* **How to complete this task**: The lines to return are the one containing "silver car hood" and all that follow it in the entries below, duplicated exactly and nothing else.

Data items
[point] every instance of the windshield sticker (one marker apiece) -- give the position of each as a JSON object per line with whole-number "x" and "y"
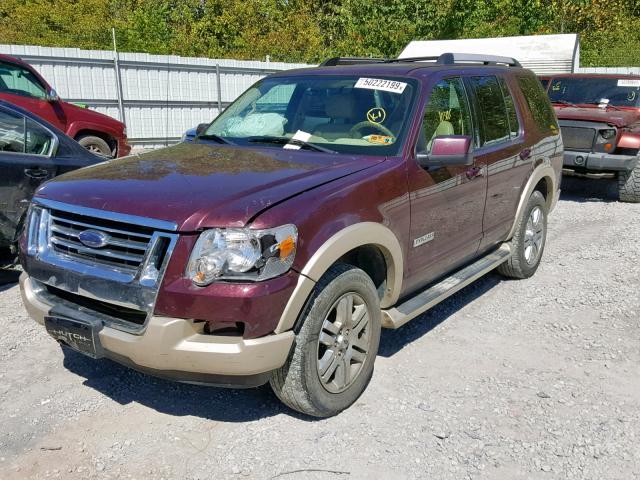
{"x": 380, "y": 139}
{"x": 381, "y": 84}
{"x": 628, "y": 83}
{"x": 299, "y": 135}
{"x": 376, "y": 115}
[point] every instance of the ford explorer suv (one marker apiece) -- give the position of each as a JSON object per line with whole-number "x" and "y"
{"x": 599, "y": 116}
{"x": 323, "y": 204}
{"x": 23, "y": 86}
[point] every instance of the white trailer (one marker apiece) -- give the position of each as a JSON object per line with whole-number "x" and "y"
{"x": 544, "y": 54}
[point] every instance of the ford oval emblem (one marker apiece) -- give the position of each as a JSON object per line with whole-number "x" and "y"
{"x": 94, "y": 238}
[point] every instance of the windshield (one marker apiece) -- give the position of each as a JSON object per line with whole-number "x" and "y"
{"x": 622, "y": 92}
{"x": 338, "y": 114}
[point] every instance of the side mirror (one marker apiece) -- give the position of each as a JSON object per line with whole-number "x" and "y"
{"x": 52, "y": 96}
{"x": 201, "y": 128}
{"x": 447, "y": 151}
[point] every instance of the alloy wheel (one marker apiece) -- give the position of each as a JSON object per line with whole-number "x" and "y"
{"x": 343, "y": 343}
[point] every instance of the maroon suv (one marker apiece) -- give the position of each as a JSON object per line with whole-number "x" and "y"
{"x": 21, "y": 85}
{"x": 322, "y": 205}
{"x": 599, "y": 116}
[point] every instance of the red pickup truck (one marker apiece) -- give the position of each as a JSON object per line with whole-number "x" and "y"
{"x": 599, "y": 116}
{"x": 21, "y": 85}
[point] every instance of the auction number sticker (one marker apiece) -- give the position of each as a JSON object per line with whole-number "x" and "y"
{"x": 381, "y": 84}
{"x": 628, "y": 83}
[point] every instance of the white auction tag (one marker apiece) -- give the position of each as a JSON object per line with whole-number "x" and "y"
{"x": 628, "y": 83}
{"x": 381, "y": 84}
{"x": 299, "y": 135}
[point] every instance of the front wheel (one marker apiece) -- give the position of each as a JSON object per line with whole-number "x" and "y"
{"x": 528, "y": 241}
{"x": 332, "y": 360}
{"x": 629, "y": 185}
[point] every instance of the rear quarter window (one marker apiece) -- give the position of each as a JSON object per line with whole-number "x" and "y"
{"x": 539, "y": 104}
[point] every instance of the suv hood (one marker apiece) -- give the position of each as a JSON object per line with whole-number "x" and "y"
{"x": 199, "y": 185}
{"x": 618, "y": 118}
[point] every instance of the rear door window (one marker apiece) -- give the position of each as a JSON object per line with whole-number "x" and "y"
{"x": 492, "y": 111}
{"x": 20, "y": 81}
{"x": 539, "y": 104}
{"x": 514, "y": 124}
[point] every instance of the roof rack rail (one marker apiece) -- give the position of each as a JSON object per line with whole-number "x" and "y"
{"x": 334, "y": 61}
{"x": 453, "y": 58}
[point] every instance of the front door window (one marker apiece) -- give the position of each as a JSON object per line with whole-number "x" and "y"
{"x": 16, "y": 80}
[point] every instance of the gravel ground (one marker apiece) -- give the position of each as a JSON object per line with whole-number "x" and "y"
{"x": 535, "y": 379}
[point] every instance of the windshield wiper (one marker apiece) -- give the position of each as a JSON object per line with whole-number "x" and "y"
{"x": 292, "y": 141}
{"x": 564, "y": 102}
{"x": 607, "y": 105}
{"x": 215, "y": 138}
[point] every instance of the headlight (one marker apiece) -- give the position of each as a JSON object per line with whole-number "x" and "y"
{"x": 242, "y": 254}
{"x": 36, "y": 228}
{"x": 608, "y": 133}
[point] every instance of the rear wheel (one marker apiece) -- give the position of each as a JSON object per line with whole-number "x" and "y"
{"x": 629, "y": 185}
{"x": 332, "y": 360}
{"x": 528, "y": 241}
{"x": 95, "y": 145}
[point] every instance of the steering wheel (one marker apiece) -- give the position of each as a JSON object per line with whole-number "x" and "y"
{"x": 359, "y": 126}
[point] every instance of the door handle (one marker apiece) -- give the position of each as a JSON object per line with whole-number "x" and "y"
{"x": 524, "y": 154}
{"x": 474, "y": 172}
{"x": 37, "y": 173}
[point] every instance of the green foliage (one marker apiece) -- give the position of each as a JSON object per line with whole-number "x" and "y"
{"x": 308, "y": 31}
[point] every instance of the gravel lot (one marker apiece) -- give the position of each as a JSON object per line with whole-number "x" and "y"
{"x": 535, "y": 379}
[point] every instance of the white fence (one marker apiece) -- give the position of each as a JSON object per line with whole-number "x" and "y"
{"x": 614, "y": 70}
{"x": 162, "y": 95}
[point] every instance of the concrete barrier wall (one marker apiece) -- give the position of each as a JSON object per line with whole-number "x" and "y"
{"x": 162, "y": 95}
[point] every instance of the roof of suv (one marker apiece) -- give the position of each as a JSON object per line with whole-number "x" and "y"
{"x": 404, "y": 67}
{"x": 596, "y": 75}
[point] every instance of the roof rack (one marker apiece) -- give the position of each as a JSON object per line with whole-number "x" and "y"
{"x": 334, "y": 61}
{"x": 453, "y": 58}
{"x": 443, "y": 59}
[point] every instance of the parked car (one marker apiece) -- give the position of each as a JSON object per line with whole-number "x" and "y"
{"x": 31, "y": 152}
{"x": 599, "y": 116}
{"x": 544, "y": 80}
{"x": 322, "y": 205}
{"x": 22, "y": 85}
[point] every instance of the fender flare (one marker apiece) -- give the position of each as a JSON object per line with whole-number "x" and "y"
{"x": 343, "y": 241}
{"x": 543, "y": 171}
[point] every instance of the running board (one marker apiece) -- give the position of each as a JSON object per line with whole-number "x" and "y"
{"x": 420, "y": 303}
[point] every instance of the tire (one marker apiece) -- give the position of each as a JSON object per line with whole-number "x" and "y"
{"x": 95, "y": 145}
{"x": 528, "y": 241}
{"x": 629, "y": 185}
{"x": 325, "y": 343}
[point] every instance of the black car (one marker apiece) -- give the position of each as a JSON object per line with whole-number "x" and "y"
{"x": 31, "y": 152}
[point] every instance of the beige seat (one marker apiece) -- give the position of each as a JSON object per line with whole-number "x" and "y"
{"x": 341, "y": 109}
{"x": 443, "y": 128}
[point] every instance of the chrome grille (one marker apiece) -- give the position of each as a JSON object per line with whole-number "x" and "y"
{"x": 126, "y": 245}
{"x": 578, "y": 138}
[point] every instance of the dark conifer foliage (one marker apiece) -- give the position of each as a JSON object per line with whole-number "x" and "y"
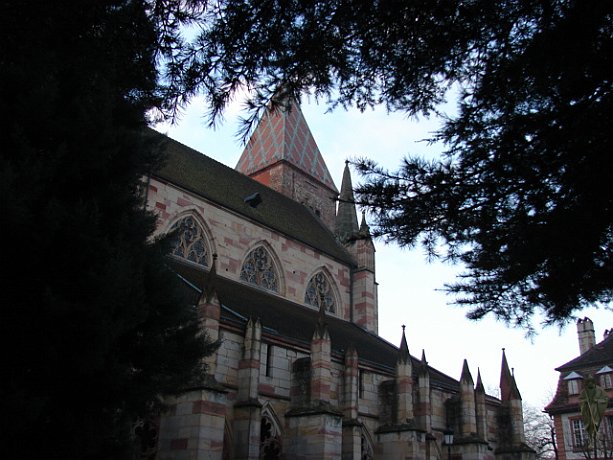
{"x": 94, "y": 327}
{"x": 523, "y": 195}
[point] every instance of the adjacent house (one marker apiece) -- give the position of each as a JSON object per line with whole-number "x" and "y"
{"x": 594, "y": 361}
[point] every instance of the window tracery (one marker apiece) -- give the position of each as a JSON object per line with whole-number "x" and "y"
{"x": 319, "y": 293}
{"x": 189, "y": 241}
{"x": 259, "y": 269}
{"x": 365, "y": 448}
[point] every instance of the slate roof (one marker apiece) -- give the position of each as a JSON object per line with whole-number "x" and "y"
{"x": 599, "y": 354}
{"x": 284, "y": 136}
{"x": 596, "y": 357}
{"x": 294, "y": 323}
{"x": 207, "y": 178}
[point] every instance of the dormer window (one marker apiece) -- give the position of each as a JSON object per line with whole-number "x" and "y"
{"x": 574, "y": 383}
{"x": 604, "y": 377}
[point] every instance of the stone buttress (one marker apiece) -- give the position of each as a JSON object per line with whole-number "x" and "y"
{"x": 358, "y": 241}
{"x": 511, "y": 441}
{"x": 248, "y": 409}
{"x": 315, "y": 428}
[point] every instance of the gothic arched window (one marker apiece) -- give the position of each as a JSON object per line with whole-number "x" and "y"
{"x": 365, "y": 448}
{"x": 259, "y": 269}
{"x": 189, "y": 241}
{"x": 270, "y": 439}
{"x": 319, "y": 293}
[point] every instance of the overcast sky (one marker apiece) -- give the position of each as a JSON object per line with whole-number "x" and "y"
{"x": 409, "y": 287}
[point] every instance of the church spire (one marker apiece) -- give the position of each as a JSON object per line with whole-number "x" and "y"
{"x": 283, "y": 155}
{"x": 346, "y": 219}
{"x": 508, "y": 386}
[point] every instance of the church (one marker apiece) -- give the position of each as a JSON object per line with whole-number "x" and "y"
{"x": 283, "y": 274}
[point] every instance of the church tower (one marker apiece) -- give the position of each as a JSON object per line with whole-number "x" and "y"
{"x": 283, "y": 155}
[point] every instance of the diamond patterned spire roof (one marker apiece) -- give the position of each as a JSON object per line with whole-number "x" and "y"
{"x": 284, "y": 135}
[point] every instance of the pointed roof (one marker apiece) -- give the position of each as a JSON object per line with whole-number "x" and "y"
{"x": 346, "y": 217}
{"x": 599, "y": 355}
{"x": 224, "y": 186}
{"x": 283, "y": 135}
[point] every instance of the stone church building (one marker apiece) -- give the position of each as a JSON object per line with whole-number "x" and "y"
{"x": 283, "y": 274}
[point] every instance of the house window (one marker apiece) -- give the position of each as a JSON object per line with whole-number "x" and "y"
{"x": 604, "y": 377}
{"x": 189, "y": 242}
{"x": 259, "y": 269}
{"x": 319, "y": 293}
{"x": 579, "y": 435}
{"x": 573, "y": 387}
{"x": 360, "y": 383}
{"x": 608, "y": 426}
{"x": 572, "y": 381}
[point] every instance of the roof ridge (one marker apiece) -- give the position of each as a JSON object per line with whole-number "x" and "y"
{"x": 170, "y": 171}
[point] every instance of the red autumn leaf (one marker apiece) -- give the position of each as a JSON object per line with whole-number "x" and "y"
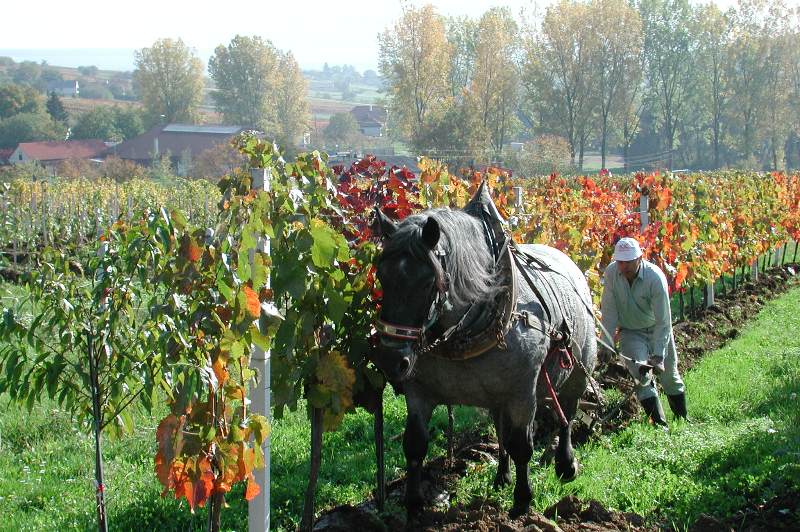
{"x": 680, "y": 276}
{"x": 253, "y": 489}
{"x": 220, "y": 370}
{"x": 253, "y": 304}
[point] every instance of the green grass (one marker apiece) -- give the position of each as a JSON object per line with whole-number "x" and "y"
{"x": 743, "y": 446}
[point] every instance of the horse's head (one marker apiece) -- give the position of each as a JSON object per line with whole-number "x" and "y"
{"x": 414, "y": 292}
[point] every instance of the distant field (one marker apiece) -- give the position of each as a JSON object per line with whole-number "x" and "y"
{"x": 77, "y": 106}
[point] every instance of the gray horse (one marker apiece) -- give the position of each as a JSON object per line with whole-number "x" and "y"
{"x": 459, "y": 324}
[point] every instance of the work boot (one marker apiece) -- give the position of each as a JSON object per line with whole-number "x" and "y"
{"x": 652, "y": 407}
{"x": 677, "y": 403}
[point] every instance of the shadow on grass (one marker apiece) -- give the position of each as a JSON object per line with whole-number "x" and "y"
{"x": 347, "y": 472}
{"x": 752, "y": 469}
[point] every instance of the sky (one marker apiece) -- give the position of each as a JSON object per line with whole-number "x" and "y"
{"x": 315, "y": 31}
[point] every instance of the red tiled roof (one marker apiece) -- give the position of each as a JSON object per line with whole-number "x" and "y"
{"x": 57, "y": 151}
{"x": 175, "y": 139}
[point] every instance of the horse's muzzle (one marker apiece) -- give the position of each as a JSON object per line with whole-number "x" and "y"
{"x": 395, "y": 358}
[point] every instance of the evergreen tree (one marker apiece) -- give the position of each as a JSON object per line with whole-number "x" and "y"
{"x": 56, "y": 109}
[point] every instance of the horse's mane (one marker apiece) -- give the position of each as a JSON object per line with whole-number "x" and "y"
{"x": 468, "y": 260}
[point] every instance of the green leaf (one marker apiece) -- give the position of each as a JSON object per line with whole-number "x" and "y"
{"x": 259, "y": 272}
{"x": 237, "y": 350}
{"x": 260, "y": 427}
{"x": 259, "y": 339}
{"x": 337, "y": 306}
{"x": 323, "y": 250}
{"x": 225, "y": 289}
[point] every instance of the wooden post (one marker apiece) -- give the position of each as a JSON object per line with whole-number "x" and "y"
{"x": 644, "y": 214}
{"x": 778, "y": 256}
{"x": 45, "y": 212}
{"x": 258, "y": 510}
{"x": 709, "y": 293}
{"x": 100, "y": 488}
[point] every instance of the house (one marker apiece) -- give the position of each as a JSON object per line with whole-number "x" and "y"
{"x": 371, "y": 119}
{"x": 5, "y": 155}
{"x": 180, "y": 141}
{"x": 50, "y": 153}
{"x": 64, "y": 88}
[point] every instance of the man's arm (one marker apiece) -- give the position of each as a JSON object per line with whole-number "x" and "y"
{"x": 608, "y": 307}
{"x": 663, "y": 315}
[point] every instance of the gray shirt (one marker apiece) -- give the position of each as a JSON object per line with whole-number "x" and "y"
{"x": 643, "y": 304}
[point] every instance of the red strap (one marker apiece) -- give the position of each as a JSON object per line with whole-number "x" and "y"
{"x": 565, "y": 361}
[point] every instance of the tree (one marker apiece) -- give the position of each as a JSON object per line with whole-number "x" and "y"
{"x": 169, "y": 79}
{"x": 291, "y": 101}
{"x": 414, "y": 59}
{"x": 244, "y": 73}
{"x": 342, "y": 129}
{"x": 30, "y": 127}
{"x": 128, "y": 122}
{"x": 216, "y": 162}
{"x": 669, "y": 49}
{"x": 56, "y": 109}
{"x": 713, "y": 30}
{"x": 16, "y": 99}
{"x": 556, "y": 71}
{"x": 615, "y": 53}
{"x": 462, "y": 34}
{"x": 97, "y": 123}
{"x": 493, "y": 89}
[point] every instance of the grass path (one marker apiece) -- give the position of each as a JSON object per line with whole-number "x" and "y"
{"x": 743, "y": 445}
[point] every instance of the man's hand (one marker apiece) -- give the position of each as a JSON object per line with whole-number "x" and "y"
{"x": 604, "y": 354}
{"x": 657, "y": 363}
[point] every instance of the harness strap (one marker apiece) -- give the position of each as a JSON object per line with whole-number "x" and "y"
{"x": 566, "y": 360}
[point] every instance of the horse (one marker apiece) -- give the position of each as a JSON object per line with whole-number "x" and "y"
{"x": 462, "y": 323}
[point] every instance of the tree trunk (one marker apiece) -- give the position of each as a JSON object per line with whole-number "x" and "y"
{"x": 307, "y": 521}
{"x": 102, "y": 524}
{"x": 603, "y": 142}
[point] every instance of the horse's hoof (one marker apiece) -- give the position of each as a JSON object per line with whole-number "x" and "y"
{"x": 501, "y": 480}
{"x": 518, "y": 510}
{"x": 570, "y": 473}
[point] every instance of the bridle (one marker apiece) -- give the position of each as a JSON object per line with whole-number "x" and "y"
{"x": 439, "y": 302}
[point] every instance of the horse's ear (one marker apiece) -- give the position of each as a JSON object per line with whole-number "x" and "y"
{"x": 431, "y": 232}
{"x": 386, "y": 227}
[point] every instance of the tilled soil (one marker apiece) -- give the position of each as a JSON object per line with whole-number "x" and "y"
{"x": 701, "y": 332}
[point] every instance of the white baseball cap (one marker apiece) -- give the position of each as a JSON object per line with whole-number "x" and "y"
{"x": 627, "y": 249}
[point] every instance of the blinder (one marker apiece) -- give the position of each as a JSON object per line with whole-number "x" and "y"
{"x": 439, "y": 303}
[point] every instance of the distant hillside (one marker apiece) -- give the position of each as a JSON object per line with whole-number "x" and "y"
{"x": 331, "y": 90}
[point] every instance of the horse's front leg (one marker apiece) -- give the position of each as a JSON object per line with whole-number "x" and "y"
{"x": 567, "y": 466}
{"x": 415, "y": 447}
{"x": 503, "y": 476}
{"x": 518, "y": 435}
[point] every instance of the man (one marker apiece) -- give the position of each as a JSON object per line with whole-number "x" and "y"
{"x": 635, "y": 302}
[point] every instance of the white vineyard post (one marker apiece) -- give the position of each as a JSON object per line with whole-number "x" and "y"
{"x": 45, "y": 214}
{"x": 644, "y": 214}
{"x": 778, "y": 256}
{"x": 258, "y": 512}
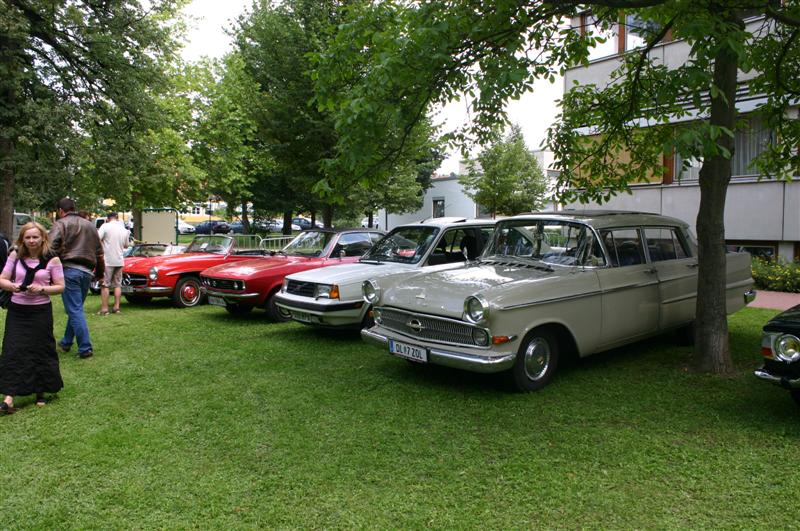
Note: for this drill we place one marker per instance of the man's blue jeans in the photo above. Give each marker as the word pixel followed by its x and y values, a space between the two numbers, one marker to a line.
pixel 76 286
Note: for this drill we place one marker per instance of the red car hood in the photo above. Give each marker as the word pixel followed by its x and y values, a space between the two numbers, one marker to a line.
pixel 182 261
pixel 260 267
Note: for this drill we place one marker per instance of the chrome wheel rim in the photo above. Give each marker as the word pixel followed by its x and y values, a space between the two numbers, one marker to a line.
pixel 537 358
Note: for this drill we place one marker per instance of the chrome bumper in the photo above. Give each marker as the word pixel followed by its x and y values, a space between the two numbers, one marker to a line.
pixel 226 295
pixel 448 358
pixel 782 381
pixel 749 296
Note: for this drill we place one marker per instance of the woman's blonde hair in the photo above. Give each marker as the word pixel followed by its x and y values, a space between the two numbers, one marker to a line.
pixel 22 251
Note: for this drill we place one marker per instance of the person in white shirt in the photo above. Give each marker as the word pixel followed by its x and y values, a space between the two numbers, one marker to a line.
pixel 114 237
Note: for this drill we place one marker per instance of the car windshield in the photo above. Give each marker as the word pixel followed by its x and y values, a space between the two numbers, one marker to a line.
pixel 555 242
pixel 405 245
pixel 309 243
pixel 210 244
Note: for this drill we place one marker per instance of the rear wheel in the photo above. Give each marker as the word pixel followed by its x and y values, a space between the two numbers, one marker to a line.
pixel 187 293
pixel 536 361
pixel 238 309
pixel 274 312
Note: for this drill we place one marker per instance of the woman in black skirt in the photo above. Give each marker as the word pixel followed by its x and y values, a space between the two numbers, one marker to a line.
pixel 29 363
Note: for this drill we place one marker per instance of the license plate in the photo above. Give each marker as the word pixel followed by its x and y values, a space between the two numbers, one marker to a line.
pixel 407 351
pixel 301 316
pixel 216 301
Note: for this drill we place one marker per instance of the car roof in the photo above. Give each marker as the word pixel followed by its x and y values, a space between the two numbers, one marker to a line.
pixel 606 218
pixel 450 222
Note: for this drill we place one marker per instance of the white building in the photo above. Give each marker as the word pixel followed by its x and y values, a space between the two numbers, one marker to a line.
pixel 762 216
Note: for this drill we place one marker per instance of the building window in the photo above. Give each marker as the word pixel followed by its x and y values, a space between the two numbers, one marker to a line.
pixel 438 208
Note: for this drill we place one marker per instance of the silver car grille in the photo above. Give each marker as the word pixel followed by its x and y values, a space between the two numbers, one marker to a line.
pixel 427 327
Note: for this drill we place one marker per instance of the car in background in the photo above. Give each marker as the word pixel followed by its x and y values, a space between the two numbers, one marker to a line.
pixel 178 276
pixel 212 226
pixel 139 251
pixel 428 246
pixel 550 284
pixel 185 228
pixel 242 286
pixel 780 347
pixel 305 223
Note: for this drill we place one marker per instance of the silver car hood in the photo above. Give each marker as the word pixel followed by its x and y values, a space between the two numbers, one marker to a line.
pixel 443 293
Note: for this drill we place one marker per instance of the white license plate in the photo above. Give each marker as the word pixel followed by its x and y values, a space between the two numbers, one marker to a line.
pixel 301 316
pixel 407 351
pixel 216 301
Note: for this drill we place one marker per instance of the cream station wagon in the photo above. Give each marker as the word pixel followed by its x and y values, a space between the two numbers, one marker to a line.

* **Problem solution**:
Note: for this drill we place one marker per instance of the silver car hood in the photo above. Give each marker as the word pixel followed by its x and y values, a space between the two numbers, one marker to a line.
pixel 443 293
Note: for this drill we place one marker per instance of the white license plate in the photo above. Give each marker as the word pixel followed by its x and y values, a space between the two numbers, one marker to a line.
pixel 301 316
pixel 407 351
pixel 216 301
Note: for this drill we place one marker per instance of the cream station wagon in the photo above. Give each marker as the word pixel followed by its x and y values, a space between the two numbers, one marker to a line.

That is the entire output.